- 作業指示:
理学療法士と作業療法士の違いを扱った提示文について、次の1.〜3.が内容と一致するかを「はい」か「いいえ」で判定し、決め手となる本文の語句を原文どおり引用せよ。
1. 精神科訪問看護基本療養費算定要件研修を受けられるのは、看護師と作業療法士のみである。
2. 事務スタッフは、理学療法士の説明を聞いて十分に理解した様子だった。
3. リハビリテーション専門職は、理学療法士と作業療法士の2職種である。

- 提示文:
.....

誰も教えてくれない、理学療法士と作業療法士の決定的な違い
先日、後輩作業療法士が精神科訪問看護基本療養費算定要件研修に参加した。簡単に説明すると、精神疾患のある人のところへ訪問看護をする場合に必要な精神科の基礎知識を習得するための研修だ。
大して特別な講習ではなく、ほとんど学生時代に授業で習った基礎的な内容ばかりだが、離れていると忘れてしまう専門知識も多いので改めてその復習をする訳だ。そして、この研修を受けられるのは看護師と作業療法士のみと決まっている。
研修や勉強会に参加すると伝達講習をするのが医療業界では一般的だ。後輩作業療法士も事業所が用意した伝達講習の場で研修の内容を発表した。
最後に質疑応答の時間となって、事務スタッフから質問が上がった。
「なぜ精神科の研修を受けられるのは作業療法士だけなのですか?恥ずかしながら、理学療法士と作業療法士の違いがよく分かりませんのでご教授頂けたらと存じます」
リハビリテーション専門職には、理学療法士、作業療法士、言語聴覚士の3職種がある。このうち、理学療法士と作業療法士の違いが特に分かりにくいとどこに行っても言われるから、それぞれ自分なりの解答を持ち合わせて働いているのだろうと思っているが、それにしても後輩作業療法士の解答がお粗末なもので驚いた。
「この研修を作業療法士が受けたのは、今回たまたま作業療法士のみが対象だったからで……」
その場にいたほとんどの理学療法士、作業療法士がざわついた。そしてひとりの理学療法士が、後輩作業療法士の言葉を遮り話し始めた。
「えーと、違います。精神科訪問ができるのは、作業療法士だけです。なぜなら作業療法士は、『心身』に障がいを有するものに対してリハビリテーションを行う職種だからです。これに対して、理学療法士は『身体』に障がいを持つものを対象にしています。ですから、理学療法士は精神科訪問を行うことができません」
極めて教科書的な模範解答だが、抽象的であることは否めず、当然事務スタッフはおよそ理解したとは思えない反応をしながら質問者としての身を引いた。
インターネットで理学療法士と作業療法士の違いを検索して出てくるのは、大抵こういった文言だ。あるいは、理学療法士は『立つ』『座る』といった基本動作を中心にアプローチを行い、作業療法士は『トイレに行く』『風呂に入る』といった生活動作の獲得に重きを置くという住み分け方もよく目にする。間違いではないが、半分正解という印象だ。

.....

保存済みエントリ
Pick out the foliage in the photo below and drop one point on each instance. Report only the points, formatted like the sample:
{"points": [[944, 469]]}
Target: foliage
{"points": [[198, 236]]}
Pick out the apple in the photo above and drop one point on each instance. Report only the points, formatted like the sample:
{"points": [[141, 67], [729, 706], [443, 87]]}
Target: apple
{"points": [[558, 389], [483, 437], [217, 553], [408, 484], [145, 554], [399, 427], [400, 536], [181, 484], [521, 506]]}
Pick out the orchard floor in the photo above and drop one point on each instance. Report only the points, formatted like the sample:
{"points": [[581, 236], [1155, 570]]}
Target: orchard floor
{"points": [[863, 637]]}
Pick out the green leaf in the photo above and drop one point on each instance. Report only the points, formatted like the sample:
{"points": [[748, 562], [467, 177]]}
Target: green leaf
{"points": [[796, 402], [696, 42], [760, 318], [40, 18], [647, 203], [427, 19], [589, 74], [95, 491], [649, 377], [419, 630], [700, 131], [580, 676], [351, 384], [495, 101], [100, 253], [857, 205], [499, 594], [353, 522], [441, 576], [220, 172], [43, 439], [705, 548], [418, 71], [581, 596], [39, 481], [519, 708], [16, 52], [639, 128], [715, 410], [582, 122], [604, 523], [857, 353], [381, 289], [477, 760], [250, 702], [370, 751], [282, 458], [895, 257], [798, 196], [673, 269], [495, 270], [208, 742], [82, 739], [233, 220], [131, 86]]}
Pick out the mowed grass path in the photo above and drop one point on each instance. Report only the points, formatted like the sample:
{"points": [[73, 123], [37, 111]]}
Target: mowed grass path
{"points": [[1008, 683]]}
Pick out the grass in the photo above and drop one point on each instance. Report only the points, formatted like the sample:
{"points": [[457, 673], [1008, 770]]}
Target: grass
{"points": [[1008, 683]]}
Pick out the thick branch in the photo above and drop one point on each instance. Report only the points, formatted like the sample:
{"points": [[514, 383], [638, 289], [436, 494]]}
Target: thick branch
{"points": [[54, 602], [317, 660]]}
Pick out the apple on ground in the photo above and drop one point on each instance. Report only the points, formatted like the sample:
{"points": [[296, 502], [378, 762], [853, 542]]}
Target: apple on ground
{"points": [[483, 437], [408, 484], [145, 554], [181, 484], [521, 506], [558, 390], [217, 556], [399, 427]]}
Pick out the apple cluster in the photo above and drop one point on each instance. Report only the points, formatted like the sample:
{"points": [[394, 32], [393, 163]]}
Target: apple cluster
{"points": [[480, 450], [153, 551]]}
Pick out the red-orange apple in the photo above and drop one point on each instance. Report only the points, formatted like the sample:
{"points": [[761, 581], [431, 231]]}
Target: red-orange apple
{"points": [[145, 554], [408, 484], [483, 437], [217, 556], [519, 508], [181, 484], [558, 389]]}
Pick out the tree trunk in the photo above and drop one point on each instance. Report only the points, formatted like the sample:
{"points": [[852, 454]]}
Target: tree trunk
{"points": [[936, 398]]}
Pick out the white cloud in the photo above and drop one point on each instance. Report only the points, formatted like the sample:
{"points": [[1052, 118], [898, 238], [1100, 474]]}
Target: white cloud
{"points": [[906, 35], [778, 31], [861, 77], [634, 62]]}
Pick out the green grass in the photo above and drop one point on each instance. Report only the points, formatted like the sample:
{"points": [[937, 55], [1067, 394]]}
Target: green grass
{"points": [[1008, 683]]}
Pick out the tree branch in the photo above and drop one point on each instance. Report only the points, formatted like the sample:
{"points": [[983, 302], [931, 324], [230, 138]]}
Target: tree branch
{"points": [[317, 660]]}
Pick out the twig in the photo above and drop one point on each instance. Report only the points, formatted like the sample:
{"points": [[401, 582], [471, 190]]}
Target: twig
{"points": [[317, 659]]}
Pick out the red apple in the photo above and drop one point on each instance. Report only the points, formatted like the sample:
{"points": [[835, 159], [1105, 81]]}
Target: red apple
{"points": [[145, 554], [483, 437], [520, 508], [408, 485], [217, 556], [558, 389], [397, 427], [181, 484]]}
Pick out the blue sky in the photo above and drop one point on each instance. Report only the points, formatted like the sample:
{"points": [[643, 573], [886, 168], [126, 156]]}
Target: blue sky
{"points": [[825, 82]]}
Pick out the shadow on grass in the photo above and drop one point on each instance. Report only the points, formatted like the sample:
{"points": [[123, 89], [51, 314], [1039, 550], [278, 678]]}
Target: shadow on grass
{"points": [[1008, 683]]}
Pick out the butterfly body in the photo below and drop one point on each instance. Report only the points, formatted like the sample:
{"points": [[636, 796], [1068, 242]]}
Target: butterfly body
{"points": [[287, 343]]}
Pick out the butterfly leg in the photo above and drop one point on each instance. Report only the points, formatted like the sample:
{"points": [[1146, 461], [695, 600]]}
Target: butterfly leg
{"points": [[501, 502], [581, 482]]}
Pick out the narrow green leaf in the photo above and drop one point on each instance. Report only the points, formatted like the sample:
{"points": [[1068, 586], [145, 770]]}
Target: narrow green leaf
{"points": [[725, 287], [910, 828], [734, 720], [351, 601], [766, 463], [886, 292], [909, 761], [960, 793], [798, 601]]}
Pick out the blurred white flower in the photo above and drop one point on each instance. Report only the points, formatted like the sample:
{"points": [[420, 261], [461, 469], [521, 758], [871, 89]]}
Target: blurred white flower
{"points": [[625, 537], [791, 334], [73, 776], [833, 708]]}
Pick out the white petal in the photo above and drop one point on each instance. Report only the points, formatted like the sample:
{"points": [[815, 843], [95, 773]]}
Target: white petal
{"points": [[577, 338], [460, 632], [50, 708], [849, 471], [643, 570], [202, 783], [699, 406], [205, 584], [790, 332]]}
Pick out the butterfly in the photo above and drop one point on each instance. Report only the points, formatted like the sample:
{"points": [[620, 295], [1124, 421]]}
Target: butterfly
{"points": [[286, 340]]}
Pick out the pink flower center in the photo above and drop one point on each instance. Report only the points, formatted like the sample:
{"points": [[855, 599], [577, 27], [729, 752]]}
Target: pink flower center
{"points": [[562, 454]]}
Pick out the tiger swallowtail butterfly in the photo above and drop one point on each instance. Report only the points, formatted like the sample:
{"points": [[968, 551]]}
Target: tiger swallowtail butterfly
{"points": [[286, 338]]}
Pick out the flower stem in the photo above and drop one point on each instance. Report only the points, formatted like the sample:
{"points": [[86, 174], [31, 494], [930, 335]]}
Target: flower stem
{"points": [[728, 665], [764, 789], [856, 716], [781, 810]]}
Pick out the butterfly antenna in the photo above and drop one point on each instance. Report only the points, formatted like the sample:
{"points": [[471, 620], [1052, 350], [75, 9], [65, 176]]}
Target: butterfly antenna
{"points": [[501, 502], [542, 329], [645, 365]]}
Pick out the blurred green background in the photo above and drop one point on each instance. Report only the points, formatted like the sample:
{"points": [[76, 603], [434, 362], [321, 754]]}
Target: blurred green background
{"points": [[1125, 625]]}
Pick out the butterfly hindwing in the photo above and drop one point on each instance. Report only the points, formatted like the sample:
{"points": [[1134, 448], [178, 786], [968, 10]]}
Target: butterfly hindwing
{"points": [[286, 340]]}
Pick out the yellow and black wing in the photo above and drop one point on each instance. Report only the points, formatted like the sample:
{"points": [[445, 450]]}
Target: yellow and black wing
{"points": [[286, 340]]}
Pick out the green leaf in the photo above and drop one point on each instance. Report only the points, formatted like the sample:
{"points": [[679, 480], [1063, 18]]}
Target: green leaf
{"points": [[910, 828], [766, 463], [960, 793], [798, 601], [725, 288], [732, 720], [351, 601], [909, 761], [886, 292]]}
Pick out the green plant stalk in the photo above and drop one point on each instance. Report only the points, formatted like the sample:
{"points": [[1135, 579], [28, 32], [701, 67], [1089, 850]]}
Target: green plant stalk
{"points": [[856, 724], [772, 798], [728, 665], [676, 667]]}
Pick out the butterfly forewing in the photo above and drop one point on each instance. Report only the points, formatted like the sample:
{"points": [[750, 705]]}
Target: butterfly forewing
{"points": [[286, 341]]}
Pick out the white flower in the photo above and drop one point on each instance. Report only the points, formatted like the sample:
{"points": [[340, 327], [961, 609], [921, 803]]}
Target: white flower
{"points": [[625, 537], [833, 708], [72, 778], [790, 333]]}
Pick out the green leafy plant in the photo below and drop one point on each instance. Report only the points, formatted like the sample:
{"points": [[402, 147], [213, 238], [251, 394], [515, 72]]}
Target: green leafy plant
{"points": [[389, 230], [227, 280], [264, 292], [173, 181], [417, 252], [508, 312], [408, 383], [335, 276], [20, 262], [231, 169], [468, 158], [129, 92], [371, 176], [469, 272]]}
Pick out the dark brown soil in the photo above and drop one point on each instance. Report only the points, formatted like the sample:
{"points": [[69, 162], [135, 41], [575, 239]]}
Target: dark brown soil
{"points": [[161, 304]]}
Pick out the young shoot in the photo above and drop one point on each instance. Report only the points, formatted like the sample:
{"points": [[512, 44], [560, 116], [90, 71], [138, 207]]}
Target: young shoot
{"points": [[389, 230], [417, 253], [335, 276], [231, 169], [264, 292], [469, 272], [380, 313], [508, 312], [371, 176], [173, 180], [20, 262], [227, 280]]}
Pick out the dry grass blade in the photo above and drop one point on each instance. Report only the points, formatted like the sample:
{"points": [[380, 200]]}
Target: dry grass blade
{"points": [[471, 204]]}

.....

- 解答例:
1. はい。「この研修を受けられるのは看護師と作業療法士のみと決まっている」
2. いいえ。「当然事務スタッフはおよそ理解したとは思えない反応をしながら質問者としての身を引いた」
3. いいえ。「理学療法士、作業療法士、言語聴覚士の3職種がある」